**ASSIGNMENT**
From the records below, copy each line that has the word "lichen" in it.

**Stored data entries**
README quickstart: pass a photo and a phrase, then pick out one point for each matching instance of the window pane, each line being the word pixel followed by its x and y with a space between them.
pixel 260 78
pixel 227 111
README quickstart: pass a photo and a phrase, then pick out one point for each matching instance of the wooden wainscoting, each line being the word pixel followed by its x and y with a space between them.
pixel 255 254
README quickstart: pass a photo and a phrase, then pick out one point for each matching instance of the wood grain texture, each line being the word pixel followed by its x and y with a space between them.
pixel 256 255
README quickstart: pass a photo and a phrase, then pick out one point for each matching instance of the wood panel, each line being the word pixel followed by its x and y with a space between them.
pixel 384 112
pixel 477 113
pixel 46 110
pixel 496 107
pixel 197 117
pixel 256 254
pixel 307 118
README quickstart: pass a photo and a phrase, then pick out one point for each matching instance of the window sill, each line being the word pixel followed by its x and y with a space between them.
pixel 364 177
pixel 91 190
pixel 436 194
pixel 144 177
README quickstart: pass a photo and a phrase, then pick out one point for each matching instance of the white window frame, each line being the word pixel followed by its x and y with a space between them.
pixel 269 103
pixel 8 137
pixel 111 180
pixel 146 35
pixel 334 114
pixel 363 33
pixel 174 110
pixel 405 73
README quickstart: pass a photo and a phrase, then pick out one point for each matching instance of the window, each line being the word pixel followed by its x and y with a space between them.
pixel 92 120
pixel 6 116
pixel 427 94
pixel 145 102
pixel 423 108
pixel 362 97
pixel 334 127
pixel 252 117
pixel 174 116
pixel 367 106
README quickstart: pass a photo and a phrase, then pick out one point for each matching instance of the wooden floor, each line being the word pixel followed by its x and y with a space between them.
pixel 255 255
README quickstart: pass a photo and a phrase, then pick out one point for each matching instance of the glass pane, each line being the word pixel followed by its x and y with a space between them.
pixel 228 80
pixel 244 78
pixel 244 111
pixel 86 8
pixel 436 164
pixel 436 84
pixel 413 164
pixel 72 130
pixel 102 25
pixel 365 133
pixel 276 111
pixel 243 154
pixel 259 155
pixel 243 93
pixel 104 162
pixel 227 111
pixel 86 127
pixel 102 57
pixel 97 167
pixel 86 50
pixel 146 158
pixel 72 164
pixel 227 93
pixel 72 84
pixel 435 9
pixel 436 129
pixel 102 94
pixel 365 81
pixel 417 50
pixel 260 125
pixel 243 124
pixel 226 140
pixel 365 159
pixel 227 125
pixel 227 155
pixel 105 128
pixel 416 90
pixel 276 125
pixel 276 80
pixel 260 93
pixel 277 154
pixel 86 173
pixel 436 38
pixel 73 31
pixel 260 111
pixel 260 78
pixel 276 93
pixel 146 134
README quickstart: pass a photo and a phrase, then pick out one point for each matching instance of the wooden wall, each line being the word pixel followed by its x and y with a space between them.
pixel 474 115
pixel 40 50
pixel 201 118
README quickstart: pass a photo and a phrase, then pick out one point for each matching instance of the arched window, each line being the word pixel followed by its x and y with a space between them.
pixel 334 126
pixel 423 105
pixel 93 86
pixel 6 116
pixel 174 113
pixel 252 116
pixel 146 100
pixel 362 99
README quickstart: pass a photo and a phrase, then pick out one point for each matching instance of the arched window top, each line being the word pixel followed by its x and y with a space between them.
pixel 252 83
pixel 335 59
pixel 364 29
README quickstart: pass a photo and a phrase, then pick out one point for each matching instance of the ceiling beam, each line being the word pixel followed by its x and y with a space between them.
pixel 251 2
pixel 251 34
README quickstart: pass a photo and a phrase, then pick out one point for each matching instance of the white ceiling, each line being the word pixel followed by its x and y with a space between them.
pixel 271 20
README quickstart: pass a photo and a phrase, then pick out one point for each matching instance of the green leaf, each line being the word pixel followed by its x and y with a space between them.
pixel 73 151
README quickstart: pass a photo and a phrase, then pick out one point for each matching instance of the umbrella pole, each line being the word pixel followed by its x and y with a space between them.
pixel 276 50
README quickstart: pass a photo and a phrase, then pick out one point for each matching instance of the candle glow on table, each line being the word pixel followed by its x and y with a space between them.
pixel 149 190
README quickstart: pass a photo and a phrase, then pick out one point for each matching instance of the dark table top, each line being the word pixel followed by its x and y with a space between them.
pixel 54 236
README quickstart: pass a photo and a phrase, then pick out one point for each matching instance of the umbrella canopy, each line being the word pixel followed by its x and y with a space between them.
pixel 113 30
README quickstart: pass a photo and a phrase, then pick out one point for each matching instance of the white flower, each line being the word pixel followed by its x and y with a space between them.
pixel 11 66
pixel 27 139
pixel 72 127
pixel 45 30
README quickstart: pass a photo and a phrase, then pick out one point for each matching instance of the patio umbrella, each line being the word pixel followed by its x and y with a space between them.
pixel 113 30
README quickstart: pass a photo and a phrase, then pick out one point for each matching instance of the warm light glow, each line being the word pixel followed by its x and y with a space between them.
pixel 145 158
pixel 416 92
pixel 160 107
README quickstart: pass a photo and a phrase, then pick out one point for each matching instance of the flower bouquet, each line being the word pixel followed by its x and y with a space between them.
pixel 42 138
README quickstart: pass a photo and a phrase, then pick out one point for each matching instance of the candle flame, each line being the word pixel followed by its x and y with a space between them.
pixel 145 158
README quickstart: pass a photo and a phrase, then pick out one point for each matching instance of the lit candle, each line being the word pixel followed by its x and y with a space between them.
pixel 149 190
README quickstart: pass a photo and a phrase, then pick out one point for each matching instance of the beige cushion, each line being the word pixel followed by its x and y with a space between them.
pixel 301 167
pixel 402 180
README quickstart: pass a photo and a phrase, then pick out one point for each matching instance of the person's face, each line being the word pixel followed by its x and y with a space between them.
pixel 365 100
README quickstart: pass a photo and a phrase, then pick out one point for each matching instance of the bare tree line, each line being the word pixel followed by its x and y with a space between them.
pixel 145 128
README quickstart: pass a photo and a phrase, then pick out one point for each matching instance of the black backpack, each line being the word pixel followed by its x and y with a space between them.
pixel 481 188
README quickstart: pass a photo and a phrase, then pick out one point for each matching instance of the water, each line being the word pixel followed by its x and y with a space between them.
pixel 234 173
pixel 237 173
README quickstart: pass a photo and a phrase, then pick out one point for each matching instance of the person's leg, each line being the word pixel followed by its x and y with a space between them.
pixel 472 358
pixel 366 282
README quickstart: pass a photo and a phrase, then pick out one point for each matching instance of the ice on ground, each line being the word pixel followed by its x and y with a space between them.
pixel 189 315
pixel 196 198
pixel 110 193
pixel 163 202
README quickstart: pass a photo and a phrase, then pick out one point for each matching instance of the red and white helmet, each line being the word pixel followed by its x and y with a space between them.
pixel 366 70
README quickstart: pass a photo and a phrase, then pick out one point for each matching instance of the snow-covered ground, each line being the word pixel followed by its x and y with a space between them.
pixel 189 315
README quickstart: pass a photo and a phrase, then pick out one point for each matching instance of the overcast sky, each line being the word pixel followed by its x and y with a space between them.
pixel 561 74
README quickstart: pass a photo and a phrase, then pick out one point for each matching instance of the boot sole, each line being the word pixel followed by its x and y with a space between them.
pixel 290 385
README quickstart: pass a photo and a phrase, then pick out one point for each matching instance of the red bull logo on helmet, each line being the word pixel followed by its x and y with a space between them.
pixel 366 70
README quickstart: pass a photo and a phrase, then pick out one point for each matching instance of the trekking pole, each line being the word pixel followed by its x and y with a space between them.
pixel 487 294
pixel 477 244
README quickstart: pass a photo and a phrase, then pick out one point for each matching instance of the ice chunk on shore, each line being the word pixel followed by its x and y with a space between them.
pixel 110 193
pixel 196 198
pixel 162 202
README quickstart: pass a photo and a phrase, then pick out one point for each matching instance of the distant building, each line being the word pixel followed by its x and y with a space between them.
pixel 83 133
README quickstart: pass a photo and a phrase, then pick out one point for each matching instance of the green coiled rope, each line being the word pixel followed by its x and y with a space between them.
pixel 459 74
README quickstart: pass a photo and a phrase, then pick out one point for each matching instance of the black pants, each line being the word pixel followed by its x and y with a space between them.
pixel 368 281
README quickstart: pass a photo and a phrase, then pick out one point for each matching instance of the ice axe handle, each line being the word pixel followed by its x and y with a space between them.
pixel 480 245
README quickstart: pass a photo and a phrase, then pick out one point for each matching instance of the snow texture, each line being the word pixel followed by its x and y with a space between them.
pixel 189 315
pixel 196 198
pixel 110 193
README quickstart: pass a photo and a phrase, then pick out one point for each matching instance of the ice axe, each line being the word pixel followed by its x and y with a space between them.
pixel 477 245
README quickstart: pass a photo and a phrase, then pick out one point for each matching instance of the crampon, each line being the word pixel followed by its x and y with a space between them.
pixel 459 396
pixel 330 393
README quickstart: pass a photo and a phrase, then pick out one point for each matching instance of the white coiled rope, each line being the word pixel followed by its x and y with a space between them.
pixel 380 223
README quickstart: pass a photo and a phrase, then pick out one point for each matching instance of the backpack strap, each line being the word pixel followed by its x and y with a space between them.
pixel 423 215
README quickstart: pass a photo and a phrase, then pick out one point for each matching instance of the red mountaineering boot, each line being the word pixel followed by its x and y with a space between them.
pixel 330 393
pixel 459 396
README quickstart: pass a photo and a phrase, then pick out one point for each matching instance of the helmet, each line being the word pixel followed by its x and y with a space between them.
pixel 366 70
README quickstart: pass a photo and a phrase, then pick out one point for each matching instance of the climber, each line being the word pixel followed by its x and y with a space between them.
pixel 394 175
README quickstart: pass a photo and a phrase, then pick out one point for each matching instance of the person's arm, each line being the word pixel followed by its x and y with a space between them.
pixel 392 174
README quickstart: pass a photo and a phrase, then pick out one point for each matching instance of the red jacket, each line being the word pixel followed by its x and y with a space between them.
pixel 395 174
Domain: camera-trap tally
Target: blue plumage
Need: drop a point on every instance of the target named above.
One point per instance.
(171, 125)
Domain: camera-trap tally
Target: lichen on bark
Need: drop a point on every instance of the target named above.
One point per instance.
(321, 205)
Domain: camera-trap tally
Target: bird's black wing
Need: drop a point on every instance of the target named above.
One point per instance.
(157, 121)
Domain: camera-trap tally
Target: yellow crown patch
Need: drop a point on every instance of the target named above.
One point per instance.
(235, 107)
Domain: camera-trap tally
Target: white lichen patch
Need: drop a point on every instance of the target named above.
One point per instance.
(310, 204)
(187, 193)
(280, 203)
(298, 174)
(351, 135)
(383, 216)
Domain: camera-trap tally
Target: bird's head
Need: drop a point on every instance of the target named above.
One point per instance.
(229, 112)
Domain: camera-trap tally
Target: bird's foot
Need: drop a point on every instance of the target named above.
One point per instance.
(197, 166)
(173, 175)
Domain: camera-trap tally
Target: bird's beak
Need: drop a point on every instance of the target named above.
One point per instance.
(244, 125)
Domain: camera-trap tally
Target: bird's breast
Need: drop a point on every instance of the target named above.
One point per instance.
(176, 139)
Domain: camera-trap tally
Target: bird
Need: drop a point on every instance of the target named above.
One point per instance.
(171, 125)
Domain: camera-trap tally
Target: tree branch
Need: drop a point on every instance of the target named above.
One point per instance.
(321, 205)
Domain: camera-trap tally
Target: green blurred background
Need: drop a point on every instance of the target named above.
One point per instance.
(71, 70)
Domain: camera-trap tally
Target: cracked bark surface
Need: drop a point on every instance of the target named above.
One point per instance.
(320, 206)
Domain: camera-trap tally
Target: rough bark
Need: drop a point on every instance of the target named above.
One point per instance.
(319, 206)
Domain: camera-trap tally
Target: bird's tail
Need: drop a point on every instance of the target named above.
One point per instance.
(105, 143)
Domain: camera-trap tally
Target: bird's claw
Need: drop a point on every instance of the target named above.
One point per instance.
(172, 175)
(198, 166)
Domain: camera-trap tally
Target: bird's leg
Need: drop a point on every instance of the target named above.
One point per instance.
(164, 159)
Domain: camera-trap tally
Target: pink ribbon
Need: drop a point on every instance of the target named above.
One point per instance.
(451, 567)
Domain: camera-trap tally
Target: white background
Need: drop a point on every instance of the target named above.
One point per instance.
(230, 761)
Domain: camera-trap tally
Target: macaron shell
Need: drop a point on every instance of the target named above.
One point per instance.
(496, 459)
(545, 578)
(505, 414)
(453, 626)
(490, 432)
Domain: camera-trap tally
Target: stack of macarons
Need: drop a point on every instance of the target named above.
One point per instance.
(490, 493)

**TASK SOLUTION**
Target: lichen on bark
Target: white lichen patch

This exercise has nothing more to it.